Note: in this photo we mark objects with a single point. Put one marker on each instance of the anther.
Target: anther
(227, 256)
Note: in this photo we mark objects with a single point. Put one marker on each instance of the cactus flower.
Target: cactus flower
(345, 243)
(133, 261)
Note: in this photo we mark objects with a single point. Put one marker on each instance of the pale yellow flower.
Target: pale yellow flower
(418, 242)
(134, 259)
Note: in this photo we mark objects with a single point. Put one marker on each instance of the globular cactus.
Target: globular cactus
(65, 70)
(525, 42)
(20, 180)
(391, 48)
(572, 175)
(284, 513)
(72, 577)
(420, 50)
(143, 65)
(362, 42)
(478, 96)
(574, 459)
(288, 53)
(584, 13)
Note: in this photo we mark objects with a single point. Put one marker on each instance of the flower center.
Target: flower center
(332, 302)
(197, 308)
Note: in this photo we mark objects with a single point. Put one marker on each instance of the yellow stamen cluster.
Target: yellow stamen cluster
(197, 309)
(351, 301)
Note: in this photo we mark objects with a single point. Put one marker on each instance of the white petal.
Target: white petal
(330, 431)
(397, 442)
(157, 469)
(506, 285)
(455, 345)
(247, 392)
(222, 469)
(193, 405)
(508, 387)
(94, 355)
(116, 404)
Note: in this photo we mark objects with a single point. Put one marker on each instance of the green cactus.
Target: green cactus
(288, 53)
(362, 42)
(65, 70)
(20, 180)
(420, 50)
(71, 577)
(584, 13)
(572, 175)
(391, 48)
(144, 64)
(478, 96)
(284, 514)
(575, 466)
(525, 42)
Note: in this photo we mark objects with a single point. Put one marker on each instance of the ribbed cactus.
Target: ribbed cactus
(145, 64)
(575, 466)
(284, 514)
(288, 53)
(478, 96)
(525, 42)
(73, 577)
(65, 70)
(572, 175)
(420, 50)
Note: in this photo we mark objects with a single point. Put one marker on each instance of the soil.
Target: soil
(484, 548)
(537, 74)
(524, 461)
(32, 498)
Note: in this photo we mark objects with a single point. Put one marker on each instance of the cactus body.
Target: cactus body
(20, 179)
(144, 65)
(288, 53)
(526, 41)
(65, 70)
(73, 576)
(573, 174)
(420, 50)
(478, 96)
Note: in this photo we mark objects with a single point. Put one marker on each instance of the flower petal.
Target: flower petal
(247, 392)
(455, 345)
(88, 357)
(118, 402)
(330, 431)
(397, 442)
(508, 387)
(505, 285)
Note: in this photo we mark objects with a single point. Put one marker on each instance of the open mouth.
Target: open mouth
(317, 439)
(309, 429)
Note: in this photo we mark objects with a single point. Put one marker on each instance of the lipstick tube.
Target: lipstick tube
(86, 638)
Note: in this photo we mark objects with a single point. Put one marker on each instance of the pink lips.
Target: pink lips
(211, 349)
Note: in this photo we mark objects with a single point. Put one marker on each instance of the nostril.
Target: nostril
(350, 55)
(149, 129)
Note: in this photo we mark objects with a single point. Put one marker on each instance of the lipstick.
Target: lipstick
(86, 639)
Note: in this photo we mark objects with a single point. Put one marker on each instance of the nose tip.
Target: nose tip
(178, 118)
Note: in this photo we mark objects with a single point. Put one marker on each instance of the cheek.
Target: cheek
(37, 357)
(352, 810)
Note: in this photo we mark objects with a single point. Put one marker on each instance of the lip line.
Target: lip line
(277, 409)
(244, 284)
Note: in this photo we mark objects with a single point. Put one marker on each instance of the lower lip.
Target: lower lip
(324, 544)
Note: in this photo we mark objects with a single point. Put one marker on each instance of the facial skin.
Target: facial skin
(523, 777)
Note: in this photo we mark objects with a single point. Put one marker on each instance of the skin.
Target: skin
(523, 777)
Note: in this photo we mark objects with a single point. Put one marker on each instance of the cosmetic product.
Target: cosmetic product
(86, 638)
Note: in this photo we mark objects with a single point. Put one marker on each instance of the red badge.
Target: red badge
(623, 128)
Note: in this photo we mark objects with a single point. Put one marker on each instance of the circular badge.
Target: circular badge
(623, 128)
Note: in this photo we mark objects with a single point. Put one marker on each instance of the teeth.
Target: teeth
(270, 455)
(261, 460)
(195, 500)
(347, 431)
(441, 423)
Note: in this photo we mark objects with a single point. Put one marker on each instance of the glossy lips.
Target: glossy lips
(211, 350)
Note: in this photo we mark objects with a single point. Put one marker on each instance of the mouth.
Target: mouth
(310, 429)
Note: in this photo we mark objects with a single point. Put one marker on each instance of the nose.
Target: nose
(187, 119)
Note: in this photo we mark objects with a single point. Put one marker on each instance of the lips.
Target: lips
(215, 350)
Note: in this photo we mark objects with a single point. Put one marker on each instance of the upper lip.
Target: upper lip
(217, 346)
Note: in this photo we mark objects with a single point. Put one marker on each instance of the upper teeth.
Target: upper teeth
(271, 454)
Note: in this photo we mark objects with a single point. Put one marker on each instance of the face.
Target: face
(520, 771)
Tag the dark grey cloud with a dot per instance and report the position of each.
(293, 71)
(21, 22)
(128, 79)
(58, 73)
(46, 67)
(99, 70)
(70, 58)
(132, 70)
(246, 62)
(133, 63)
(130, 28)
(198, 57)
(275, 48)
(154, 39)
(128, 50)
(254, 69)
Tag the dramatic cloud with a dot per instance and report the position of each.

:: WHAT IS NEEDED ::
Each record above should be returned exactly as it appears.

:: SOLUTION TO THE EXERCISE ::
Note: in this photo we mark objects with a single point. Put one marker on each instance of the anther.
Target: anther
(227, 256)
Note: in this photo we mark objects with a single point. Put one marker on each instance of the cactus flower.
Target: cactus flower
(345, 243)
(133, 261)
Note: in this photo we mark objects with a single point. Put one marker on each instance of the pale yellow flower.
Target: pale yellow flower
(418, 242)
(134, 259)
Note: in this photo we mark objects with a single point. Put one marker on each instance of the globular cactus.
Target: globular cactus
(65, 70)
(525, 42)
(20, 180)
(391, 48)
(572, 175)
(284, 513)
(72, 577)
(420, 50)
(143, 65)
(362, 42)
(478, 96)
(574, 459)
(288, 53)
(584, 13)
Note: in this photo we mark objects with a single point. Put one marker on each instance of the flower center.
Target: flower center
(332, 302)
(197, 308)
Note: in this photo we mark objects with a single point. Put one marker on each instance of the yellow stamen cluster.
Target: yellow stamen cluster
(197, 309)
(351, 301)
Note: in this photo we mark objects with a single point. Put one marker on each instance of the white petal.
Target: white petal
(330, 431)
(397, 442)
(157, 469)
(506, 285)
(455, 345)
(247, 392)
(222, 469)
(193, 405)
(508, 387)
(94, 355)
(116, 404)
Note: in this photo we mark objects with a single point. Put one marker on each instance of the green cactus.
Target: green cactus
(288, 53)
(362, 42)
(65, 70)
(20, 180)
(420, 50)
(71, 577)
(584, 13)
(572, 175)
(391, 48)
(144, 64)
(478, 96)
(284, 514)
(575, 466)
(525, 42)
Note: in this photo we mark objects with a single point. Put one marker on each instance of the ribbed cactus.
Target: ribbed cactus
(145, 64)
(575, 466)
(284, 514)
(288, 53)
(478, 96)
(525, 42)
(73, 577)
(65, 70)
(572, 175)
(420, 50)
Note: in this photo we mark objects with a single point. Put one marker on each instance of the soil.
Target: soil
(484, 548)
(537, 74)
(524, 461)
(32, 498)
Note: in this photo we mark objects with a single point. Put one marker on each instance of the cactus body.
Target: cactus body
(20, 179)
(144, 65)
(288, 53)
(526, 41)
(65, 70)
(73, 576)
(573, 174)
(420, 50)
(478, 96)
Note: in this photo we mark objects with a single point. Put one marker on each instance of the flower petal.
Target: flower petal
(247, 392)
(455, 345)
(88, 357)
(118, 402)
(330, 431)
(397, 442)
(508, 387)
(505, 285)
Note: in this photo we mark objects with a single point. Put one marker on each instance of the open mouth.
Target: open mouth
(317, 439)
(309, 429)
Note: in this photo we mark objects with a single point. Put one marker on each instance of the lipstick tube.
Target: lipstick tube
(86, 638)
Note: in this photo we mark objects with a single point. Put one marker on each instance of the pink lips.
Target: pink lips
(211, 349)
Note: in this photo we mark objects with a single point. Put one marker on each instance of the nostril.
Target: nostril
(350, 55)
(149, 129)
Note: in this photo we mark objects with a single point. Put one marker on each instance of the lipstick.
Target: lipstick
(86, 639)
Note: in this photo we mark objects with a single point. Put one marker on each instance of the nose tip.
Target: nose tip
(178, 118)
Note: in this photo we mark objects with a single point. Put one marker on each instance of the cheek.
Target: cheek
(37, 357)
(352, 810)
Note: in this photo we mark objects with a single point. Put one marker on each instance of the lip line.
Target: lip line
(277, 409)
(244, 284)
Note: in this photo we mark objects with a single point. Put one marker on each instance of the lower lip.
Target: lower lip
(324, 544)
Note: in this photo we mark objects with a single point. Put one marker on each instance of the facial skin.
Target: facial skin
(523, 777)
Note: in this photo we mark objects with a single point. Put one marker on each instance of the skin.
Target: skin
(523, 777)
Note: in this photo we mark objects with a single point. Put one marker on each instance of the cosmetic product.
Target: cosmetic product
(86, 638)
Note: in this photo we mark objects with a single point. Put one marker on each instance of the red badge.
Target: red badge
(623, 128)
Note: in this photo we mark objects with a single point. Put one marker on each instance of the circular badge.
Target: circular badge
(623, 128)
Note: in this photo we mark objects with a single point. Put one marker on each instance of the teeth.
Target: teeth
(270, 455)
(261, 460)
(195, 500)
(347, 431)
(441, 423)
Note: in this photo we mark objects with a single point. Put one marker on each instance of the glossy lips.
Target: glossy lips
(211, 350)
Note: in this photo we mark objects with a single point. Put one marker on each instance of the mouth.
Target: mouth
(310, 429)
Note: in this photo we mark objects with a single point. Put one marker on each instance of the nose.
Target: nose
(187, 119)
Note: in this photo we mark objects with a single point. Put one marker on each instance of the lips.
Target: lips
(215, 350)
Note: in this photo we mark objects with a single point. Put one marker on each instance of the upper lip.
Target: upper lip
(217, 346)
Note: in this photo we mark objects with a single point. Put one marker on each instance of the upper teeth.
Target: upper teeth
(271, 454)
Note: in this photo we mark objects with a single point. Put one marker on each instance of the face.
Target: face
(520, 771)
Tag the dark grey cloud with a dot per instance and report the position of each.
(293, 71)
(21, 22)
(128, 79)
(58, 73)
(46, 67)
(99, 70)
(70, 58)
(132, 70)
(246, 62)
(133, 63)
(130, 28)
(198, 57)
(275, 48)
(154, 39)
(128, 50)
(254, 69)
Tag the dramatic cloud with a dot per instance and report the position of each.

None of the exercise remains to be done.